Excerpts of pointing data
_ _ _ _ _ _ _

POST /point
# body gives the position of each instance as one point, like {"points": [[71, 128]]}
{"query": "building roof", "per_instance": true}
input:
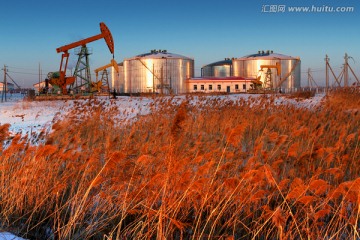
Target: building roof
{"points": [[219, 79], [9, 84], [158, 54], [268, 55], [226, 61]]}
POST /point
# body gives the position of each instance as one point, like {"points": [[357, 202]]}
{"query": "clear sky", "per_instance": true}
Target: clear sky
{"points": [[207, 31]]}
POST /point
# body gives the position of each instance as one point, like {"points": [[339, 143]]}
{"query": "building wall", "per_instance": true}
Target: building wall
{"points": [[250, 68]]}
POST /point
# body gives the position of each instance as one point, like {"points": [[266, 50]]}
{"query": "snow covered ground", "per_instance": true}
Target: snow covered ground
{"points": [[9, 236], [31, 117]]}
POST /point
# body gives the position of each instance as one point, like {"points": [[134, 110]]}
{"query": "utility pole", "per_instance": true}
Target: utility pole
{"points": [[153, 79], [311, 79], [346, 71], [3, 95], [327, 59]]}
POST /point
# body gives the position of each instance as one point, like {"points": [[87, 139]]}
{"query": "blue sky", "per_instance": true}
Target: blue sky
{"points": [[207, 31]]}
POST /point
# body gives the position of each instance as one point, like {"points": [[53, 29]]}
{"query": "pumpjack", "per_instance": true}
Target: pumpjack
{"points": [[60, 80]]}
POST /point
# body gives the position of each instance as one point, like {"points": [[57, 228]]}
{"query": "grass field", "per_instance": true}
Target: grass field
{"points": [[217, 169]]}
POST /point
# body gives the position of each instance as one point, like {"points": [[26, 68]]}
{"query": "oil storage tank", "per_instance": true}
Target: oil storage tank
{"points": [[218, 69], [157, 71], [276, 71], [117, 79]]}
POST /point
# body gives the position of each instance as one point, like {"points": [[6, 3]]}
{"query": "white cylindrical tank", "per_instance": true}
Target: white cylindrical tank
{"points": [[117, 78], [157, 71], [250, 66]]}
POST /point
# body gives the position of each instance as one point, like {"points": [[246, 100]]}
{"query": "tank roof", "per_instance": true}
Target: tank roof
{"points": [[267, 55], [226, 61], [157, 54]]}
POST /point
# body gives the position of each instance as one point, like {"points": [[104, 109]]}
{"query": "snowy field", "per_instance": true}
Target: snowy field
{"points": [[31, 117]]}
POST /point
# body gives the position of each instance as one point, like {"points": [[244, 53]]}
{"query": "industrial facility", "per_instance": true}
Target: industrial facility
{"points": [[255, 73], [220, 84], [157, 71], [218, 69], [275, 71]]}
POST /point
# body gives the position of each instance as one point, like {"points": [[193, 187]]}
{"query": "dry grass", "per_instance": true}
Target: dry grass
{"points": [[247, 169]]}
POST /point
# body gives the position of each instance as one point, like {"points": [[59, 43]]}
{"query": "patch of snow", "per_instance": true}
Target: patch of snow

_ _ _ _ _ _ _

= Task description =
Output the data exactly. Pictures don't belong in the result.

= Written response =
POST /point
# body gives the position of each instance as one point, like {"points": [[71, 128]]}
{"query": "building roof", "per_instance": true}
input:
Target: building roof
{"points": [[219, 79], [9, 84], [158, 54], [268, 55], [226, 61]]}
POST /point
# body gives the position of each instance as one point, like {"points": [[357, 202]]}
{"query": "clear sky", "per_instance": true}
Target: clear sky
{"points": [[207, 31]]}
POST /point
# body gives the position of each instance as one point, like {"points": [[339, 143]]}
{"query": "building wall", "per_instance": true}
Target: building wall
{"points": [[250, 68]]}
POST /point
# body gives the position of each instance as one point, like {"points": [[266, 50]]}
{"query": "snow covered ground", "per_instance": true}
Target: snow covered ground
{"points": [[9, 236], [31, 117]]}
POST /point
# body gives the position of each instance as one point, like {"points": [[134, 110]]}
{"query": "utility pole", "per_instance": true}
Target: utility pole
{"points": [[153, 79], [311, 79], [346, 71], [3, 95], [327, 59]]}
POST /point
# body gives the position of each instance as one point, like {"points": [[87, 139]]}
{"query": "blue sky", "per_instance": true}
Target: blue sky
{"points": [[207, 31]]}
POST /point
# body gives the position of each instance as one point, like {"points": [[53, 29]]}
{"query": "pumpjack", "per_instance": true}
Target: pumpjack
{"points": [[60, 80]]}
POST /point
# body gives the position of each instance as one point, like {"points": [[57, 228]]}
{"query": "grass field", "per_instance": true}
Target: grass field
{"points": [[217, 169]]}
POST /point
# body gives the position of each instance as one point, like {"points": [[26, 68]]}
{"query": "oil storage tank", "per_instance": true}
Target: oil storage tank
{"points": [[218, 69], [157, 71], [276, 71], [117, 79]]}
POST /point
# body gives the position of each instance as one point, like {"points": [[6, 3]]}
{"query": "white cylindrical tank", "per_instance": true}
Target: white cylindrical tank
{"points": [[117, 78], [157, 71], [250, 66]]}
POST /point
# body gives the position of each instance as one point, like {"points": [[246, 100]]}
{"query": "tank roof", "per_instance": true}
Target: tank roof
{"points": [[267, 55], [226, 61], [157, 54]]}
POST /point
# body gives the position of each instance as one point, like {"points": [[104, 109]]}
{"query": "snowy field", "per_instance": true}
Target: snowy field
{"points": [[31, 117]]}
POST /point
# body gives the position of each instance as one point, like {"points": [[244, 53]]}
{"query": "industrial facility", "per_instance": true}
Target: industrial facility
{"points": [[255, 73], [220, 84], [157, 71], [218, 69], [275, 71]]}
POST /point
# body gives the position of each instance as one point, like {"points": [[193, 187]]}
{"query": "dry grass", "per_instance": true}
Target: dry grass
{"points": [[247, 169]]}
POST /point
# body gives the position of each instance as one point, like {"points": [[59, 43]]}
{"query": "patch of snow", "per_instance": true}
Target: patch of snow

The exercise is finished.